Quote the part of the conference overview that runs from "These proceedings present" down to "wider scientific community.", word for word.

*** Source extract ***

The European Federation for Medical Informatics (EFMI) 2022 Special Topic Conference (STC) was held in Cardiff, Wales, on September 7–8, 2022. The Scientific Programme Committee (SPC) was co-chaired by Dr Philip Scott, Programme Director at the University of Wales Trinity Saint David and Chair of BCS Health & Care, and Professor John Mantas, Director of the Health Informatics Laboratory, National and Kapodistrian University of Athens, Greece.
The theme of STC 2022 was “Digital Professionalism in Health and Care: Developing the Workforce, Building the Future”. This theme emphasized the vital need for professional education, training and continuing development of the health and care informatics workforce. This includes health and care practitioners who work in informatics and informatics practitioners who work in health and care.
Seminal reports such as the Topol Review have stressed the importance of equipping health and care staff with the skills and knowledge that they need to make effective use of digital technology. Equally, multiple failures of digital projects in health and care demonstrate that simply relocating IT generalists into this specialist field is not a guaranteed formula for success. Much learning is of course transferable from other industries, but the unique complexities of the data, information standards, knowledge, working environment and the typically under-resourced legacy infrastructures of health and care create challenges that demand suitable education and training. Such an informed perspective helps to counter the commonplace commercial and political exaggeration of what technology can offer, and enables focus on realising benefits that can actually be achieved by the usually more limited reality.
These proceedings present full papers and short communications covering a broad range of topics and methods in informatics education and training, as well as a smaller selection from the broader subdomains of biomedical informatics. The proceedings are published online with open access and indexed in the major bibliographic databases such as Medline and Scopus to ensure visibility to the wider scientific community.

*** End of Source extract ***
*** Data shown ***

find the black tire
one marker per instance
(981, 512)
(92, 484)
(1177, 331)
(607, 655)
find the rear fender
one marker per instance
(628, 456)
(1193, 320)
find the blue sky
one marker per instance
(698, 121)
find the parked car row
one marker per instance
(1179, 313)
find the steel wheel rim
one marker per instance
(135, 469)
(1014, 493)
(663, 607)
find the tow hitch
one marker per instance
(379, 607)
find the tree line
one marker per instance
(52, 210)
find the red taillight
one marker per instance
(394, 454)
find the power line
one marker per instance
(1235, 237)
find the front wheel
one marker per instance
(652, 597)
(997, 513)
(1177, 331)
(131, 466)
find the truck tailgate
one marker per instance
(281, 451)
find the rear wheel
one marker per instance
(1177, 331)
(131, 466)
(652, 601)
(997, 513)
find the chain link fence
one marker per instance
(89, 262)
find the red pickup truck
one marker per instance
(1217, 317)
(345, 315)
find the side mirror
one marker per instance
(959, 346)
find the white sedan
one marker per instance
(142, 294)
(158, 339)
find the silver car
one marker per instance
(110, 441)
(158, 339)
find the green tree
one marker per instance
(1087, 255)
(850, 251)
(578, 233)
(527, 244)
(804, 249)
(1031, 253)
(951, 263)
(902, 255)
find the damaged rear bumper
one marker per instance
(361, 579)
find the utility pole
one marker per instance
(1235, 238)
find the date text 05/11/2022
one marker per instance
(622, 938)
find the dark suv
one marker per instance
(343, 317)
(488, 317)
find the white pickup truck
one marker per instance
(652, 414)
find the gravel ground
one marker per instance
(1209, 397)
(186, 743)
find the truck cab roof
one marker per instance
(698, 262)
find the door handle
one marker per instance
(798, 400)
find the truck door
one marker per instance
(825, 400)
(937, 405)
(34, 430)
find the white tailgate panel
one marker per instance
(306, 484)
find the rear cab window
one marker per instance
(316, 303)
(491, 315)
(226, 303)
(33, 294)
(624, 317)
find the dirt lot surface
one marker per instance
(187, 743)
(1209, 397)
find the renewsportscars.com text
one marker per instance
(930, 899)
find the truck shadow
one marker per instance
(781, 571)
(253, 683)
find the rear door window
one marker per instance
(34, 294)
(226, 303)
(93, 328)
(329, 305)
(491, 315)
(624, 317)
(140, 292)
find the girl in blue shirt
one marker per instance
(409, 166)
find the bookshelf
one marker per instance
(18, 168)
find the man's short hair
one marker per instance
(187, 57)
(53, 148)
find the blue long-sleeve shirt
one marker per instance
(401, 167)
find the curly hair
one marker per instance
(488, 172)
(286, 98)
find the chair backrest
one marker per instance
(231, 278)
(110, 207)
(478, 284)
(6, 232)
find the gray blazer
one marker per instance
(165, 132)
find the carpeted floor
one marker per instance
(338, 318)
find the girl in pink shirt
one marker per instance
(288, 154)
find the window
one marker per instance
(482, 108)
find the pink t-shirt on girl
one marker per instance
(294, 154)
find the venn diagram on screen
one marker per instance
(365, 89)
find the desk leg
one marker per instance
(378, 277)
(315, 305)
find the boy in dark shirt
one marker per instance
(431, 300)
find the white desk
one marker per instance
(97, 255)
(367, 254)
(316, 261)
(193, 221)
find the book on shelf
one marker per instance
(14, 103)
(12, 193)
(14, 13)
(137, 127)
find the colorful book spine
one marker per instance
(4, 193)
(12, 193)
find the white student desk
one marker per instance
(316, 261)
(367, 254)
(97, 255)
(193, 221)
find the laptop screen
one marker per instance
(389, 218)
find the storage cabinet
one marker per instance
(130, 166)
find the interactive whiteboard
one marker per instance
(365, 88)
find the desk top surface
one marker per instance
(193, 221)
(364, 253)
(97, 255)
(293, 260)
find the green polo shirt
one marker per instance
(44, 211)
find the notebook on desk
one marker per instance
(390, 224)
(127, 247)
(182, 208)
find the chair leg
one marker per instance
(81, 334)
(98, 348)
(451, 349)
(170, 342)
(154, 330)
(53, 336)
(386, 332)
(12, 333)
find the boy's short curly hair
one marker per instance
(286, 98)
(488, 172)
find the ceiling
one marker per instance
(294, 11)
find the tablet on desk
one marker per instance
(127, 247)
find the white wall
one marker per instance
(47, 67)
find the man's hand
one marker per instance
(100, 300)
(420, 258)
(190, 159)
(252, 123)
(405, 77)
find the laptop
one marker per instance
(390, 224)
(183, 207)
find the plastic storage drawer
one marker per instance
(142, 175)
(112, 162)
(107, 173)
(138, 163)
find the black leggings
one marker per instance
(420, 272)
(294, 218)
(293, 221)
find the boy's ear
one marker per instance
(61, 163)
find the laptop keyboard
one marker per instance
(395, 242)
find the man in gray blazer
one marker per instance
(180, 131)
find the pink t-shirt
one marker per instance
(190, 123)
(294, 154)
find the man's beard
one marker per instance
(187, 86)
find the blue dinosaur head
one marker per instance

*** End of Data shown ***

▶ [Solution below]:
These proceedings present full papers and short communications covering a broad range of topics and methods in informatics education and training, as well as a smaller selection from the broader subdomains of biomedical informatics. The proceedings are published online with open access and indexed in the major bibliographic databases such as Medline and Scopus to ensure visibility to the wider scientific community.